# [TASK TO COMPLETE]
Could you copy out every line of the entries below, keeping each one unchanged, but leave the pictures out of your answer?

Rows from a box labeling dataset:
= = = = =
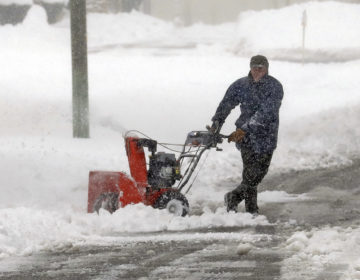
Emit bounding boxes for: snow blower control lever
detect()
[88,131,227,216]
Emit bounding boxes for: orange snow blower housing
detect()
[87,131,226,216]
[88,137,189,216]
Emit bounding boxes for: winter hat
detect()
[250,55,269,68]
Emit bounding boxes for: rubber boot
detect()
[224,184,247,212]
[245,187,259,214]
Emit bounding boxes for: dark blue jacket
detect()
[212,73,284,153]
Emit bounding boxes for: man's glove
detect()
[228,128,245,143]
[206,121,220,134]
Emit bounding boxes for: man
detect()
[211,55,283,213]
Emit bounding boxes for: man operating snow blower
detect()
[210,55,283,213]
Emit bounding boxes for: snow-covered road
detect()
[0,160,360,280]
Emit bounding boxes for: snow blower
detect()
[88,131,227,216]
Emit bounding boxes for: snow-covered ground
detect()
[0,2,360,279]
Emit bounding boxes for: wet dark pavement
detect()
[0,160,360,280]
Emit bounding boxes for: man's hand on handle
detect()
[228,128,245,143]
[206,121,220,134]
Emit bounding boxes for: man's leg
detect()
[240,148,272,213]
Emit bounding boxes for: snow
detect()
[282,227,360,280]
[0,0,33,6]
[0,2,360,274]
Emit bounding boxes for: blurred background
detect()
[0,0,360,26]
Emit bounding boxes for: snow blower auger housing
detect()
[88,131,226,216]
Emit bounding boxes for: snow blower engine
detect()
[88,131,227,216]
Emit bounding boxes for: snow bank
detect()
[233,1,360,61]
[282,227,360,280]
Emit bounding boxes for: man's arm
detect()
[241,83,284,132]
[211,82,240,130]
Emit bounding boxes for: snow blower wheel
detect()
[94,192,119,214]
[154,191,189,217]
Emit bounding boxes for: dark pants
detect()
[232,147,273,213]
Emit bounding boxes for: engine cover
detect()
[148,152,181,188]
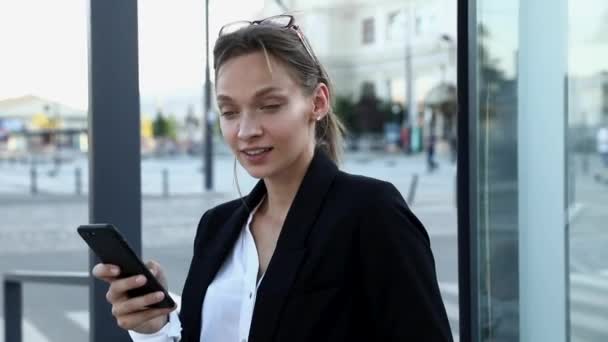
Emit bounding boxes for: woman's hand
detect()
[92,261,175,334]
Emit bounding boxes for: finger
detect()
[146,260,161,277]
[91,263,120,282]
[106,274,147,303]
[116,309,173,330]
[112,291,165,317]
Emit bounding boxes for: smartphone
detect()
[77,223,175,308]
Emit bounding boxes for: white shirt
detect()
[129,200,264,342]
[597,127,608,153]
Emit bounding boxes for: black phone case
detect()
[77,224,175,308]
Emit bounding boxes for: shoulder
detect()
[336,172,430,246]
[195,198,243,245]
[334,171,405,207]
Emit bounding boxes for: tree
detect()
[152,110,169,138]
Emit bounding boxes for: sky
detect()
[0,0,608,114]
[0,0,263,109]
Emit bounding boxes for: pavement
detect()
[0,154,608,342]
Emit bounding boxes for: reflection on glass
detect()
[474,0,519,341]
[567,0,608,342]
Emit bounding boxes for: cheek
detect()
[220,120,237,144]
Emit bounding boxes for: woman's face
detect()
[216,52,329,178]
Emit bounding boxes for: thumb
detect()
[146,260,160,277]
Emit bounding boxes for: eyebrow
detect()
[217,86,281,102]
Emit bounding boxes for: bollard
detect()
[407,173,418,206]
[4,280,23,342]
[162,169,169,198]
[74,167,82,195]
[30,166,38,195]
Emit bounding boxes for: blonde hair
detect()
[213,24,345,164]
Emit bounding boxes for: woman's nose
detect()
[237,113,262,140]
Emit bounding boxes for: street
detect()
[0,155,608,342]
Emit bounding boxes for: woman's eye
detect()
[260,103,281,112]
[222,110,236,117]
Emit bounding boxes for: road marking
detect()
[67,292,182,332]
[66,310,89,331]
[439,281,458,296]
[570,310,608,336]
[0,318,50,342]
[570,273,608,290]
[443,300,460,322]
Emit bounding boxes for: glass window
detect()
[566,0,608,342]
[363,18,375,44]
[386,11,405,40]
[469,0,608,342]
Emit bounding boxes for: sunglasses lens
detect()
[220,21,251,36]
[260,15,291,27]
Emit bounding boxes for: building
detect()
[260,0,456,103]
[0,95,88,154]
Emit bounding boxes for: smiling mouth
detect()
[241,147,272,157]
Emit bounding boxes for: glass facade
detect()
[460,0,608,341]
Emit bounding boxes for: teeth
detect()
[245,148,270,156]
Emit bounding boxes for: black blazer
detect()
[180,150,452,342]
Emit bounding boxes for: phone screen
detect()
[78,224,175,308]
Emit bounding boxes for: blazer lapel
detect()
[249,149,338,342]
[182,181,266,341]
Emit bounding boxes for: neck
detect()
[260,147,314,221]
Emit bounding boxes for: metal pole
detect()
[4,280,23,342]
[162,169,169,198]
[30,162,38,195]
[203,0,214,190]
[402,3,416,128]
[74,167,82,195]
[89,0,141,342]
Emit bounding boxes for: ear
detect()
[311,83,330,121]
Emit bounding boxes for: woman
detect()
[93,16,452,342]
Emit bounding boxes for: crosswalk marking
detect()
[66,292,182,331]
[66,310,89,331]
[0,280,608,342]
[0,318,50,342]
[570,271,608,290]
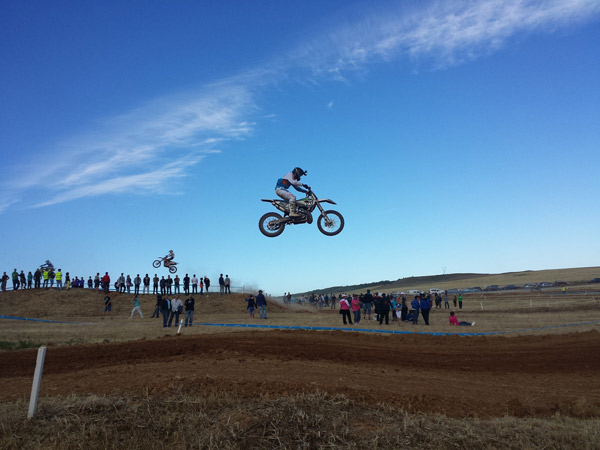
= = = = =
# [RESULT OF THIS EXERCISE]
Emit bounding boxes for: snow blower control lever
detect()
[88,131,227,216]
Emit bounding boxes for: orange snow blower housing
detect()
[87,131,226,216]
[88,137,189,216]
Emit bounding boxes for: winter hat
detect()
[250,55,269,68]
Emit bounding boxes for: rubber boot
detect()
[224,184,247,212]
[245,187,259,214]
Emit bounding boxes for: dark blue jacket
detect()
[212,73,284,153]
Emit bounding boxes for: man's glove
detect()
[228,128,245,143]
[206,121,220,134]
Emit bounding boxes for: man
detect()
[211,55,283,213]
Emit bounding boxes for: man operating snow blower
detect()
[210,55,283,213]
Emit bounding boxes for: snow-covered road
detect()
[0,160,360,280]
Emit bounding boxes for: snow blower
detect()
[88,131,227,216]
Emit bounding boxes for: snow-covered ground
detect()
[0,2,360,279]
Emit bounding boxes for: wet dark pavement
detect()
[0,160,360,280]
Emit bounding boxes for: man's hand on handle
detect()
[228,128,245,143]
[206,121,220,134]
Emit bounding boxes for: man's leg
detect()
[240,148,272,213]
Emit bounding boxes for: snow
detect()
[282,227,360,280]
[0,0,33,6]
[0,2,360,274]
Emit bounding boxes for: blurred background
detect()
[0,0,360,26]
Emit bounding boxes for: snow blower auger housing
detect()
[88,131,226,216]
Emit bounding boxes for: snow blower engine
detect()
[88,131,227,216]
Emit bounding boxes for: snow bank
detect()
[233,1,360,61]
[282,227,360,280]
Emit bounding boxes for: man's arm
detect()
[241,83,284,132]
[211,82,240,130]
Emit bounding boxes for: snow blower wheel
detect()
[94,192,119,214]
[154,191,189,217]
Emit bounding boxes for: dark pants
detect()
[232,147,273,213]
Emit bounding boxes for: engine cover
detect()
[148,152,181,188]
Emit bounding boxes for: woman's hand
detect()
[92,261,175,334]
Emit bounding boxes for: finger
detect()
[146,260,161,277]
[91,263,120,282]
[106,274,147,303]
[116,309,173,330]
[112,291,165,317]
Emit bounding boxes for: smartphone
detect()
[77,223,175,308]
Emit bounding boxes for: white shirt
detect()
[129,200,264,342]
[597,127,608,153]
Emit bounding boxes for: black phone case
detect()
[77,224,175,308]
Emit bounding boxes for: shoulder
detect()
[336,172,430,246]
[195,198,243,245]
[334,171,405,207]
Emit bounding boxes for: tree
detect()
[152,110,169,138]
Emit bounding boxes for: sky
detect()
[0,0,608,114]
[0,0,263,109]
Emit bounding boxes for: pavement
detect()
[0,154,608,342]
Emit bounding boxes for: reflection on glass
detect()
[474,0,519,341]
[567,0,608,342]
Emit bounding boxes for: cheek
detect()
[220,120,237,144]
Emit bounding boxes for: woman's face
detect()
[216,52,329,178]
Emit bounding boxes for: thumb
detect()
[146,260,160,277]
Emit bounding boxes for: eyebrow
detect()
[217,86,281,102]
Emit bounding boxes for: bollard
detect()
[407,173,418,206]
[4,280,23,342]
[162,169,169,198]
[74,167,82,195]
[30,166,38,195]
Emit bounding boxes for: blonde hair
detect()
[213,24,345,164]
Emit bounding boxes for: woman's nose
detect()
[237,113,262,140]
Emit bounding boxes for: street
detect()
[0,155,608,342]
Emit bounding boxes for: woman's eye
detect()
[260,103,281,112]
[222,110,236,117]
Emit bounding boxes for: road marking
detect()
[67,292,182,332]
[66,310,89,331]
[439,281,458,296]
[570,310,608,336]
[0,318,50,342]
[570,273,608,290]
[443,300,460,322]
Emit bounding boxes for: glass window
detect()
[566,0,608,342]
[363,18,375,44]
[386,11,405,40]
[469,0,608,342]
Emit bounding boxes for: sunglasses lens
detect()
[220,21,251,36]
[260,15,291,27]
Emit bounding boxes for: building
detect()
[260,0,456,103]
[0,95,88,154]
Emit bounding boxes for: smiling mouth
detect()
[241,147,272,157]
Emit bounding boxes for: glass facade
detect()
[460,0,608,341]
Emit bounding boxes for: teeth
detect()
[245,148,270,156]
Emit bounding boxes for: black blazer
detect()
[180,150,452,342]
Emit bounding boxes for: phone screen
detect()
[78,224,175,308]
Emit bounding boxes for: blazer lapel
detect()
[249,149,338,342]
[182,181,266,341]
Emit bounding boxes for: neck
detect()
[260,147,314,221]
Emit bounding boxes for: metal pole
detect()
[4,280,23,342]
[162,169,169,198]
[30,162,38,195]
[203,0,214,190]
[402,3,416,128]
[74,167,82,195]
[89,0,141,342]
Emit bounding boxes for: ear
detect()
[311,83,330,121]
Emit bounding boxes for: woman
detect()
[93,16,452,342]
Emit bounding boxes for: crosswalk marking
detect()
[66,292,182,331]
[66,310,89,331]
[0,280,608,342]
[0,318,50,342]
[570,271,608,290]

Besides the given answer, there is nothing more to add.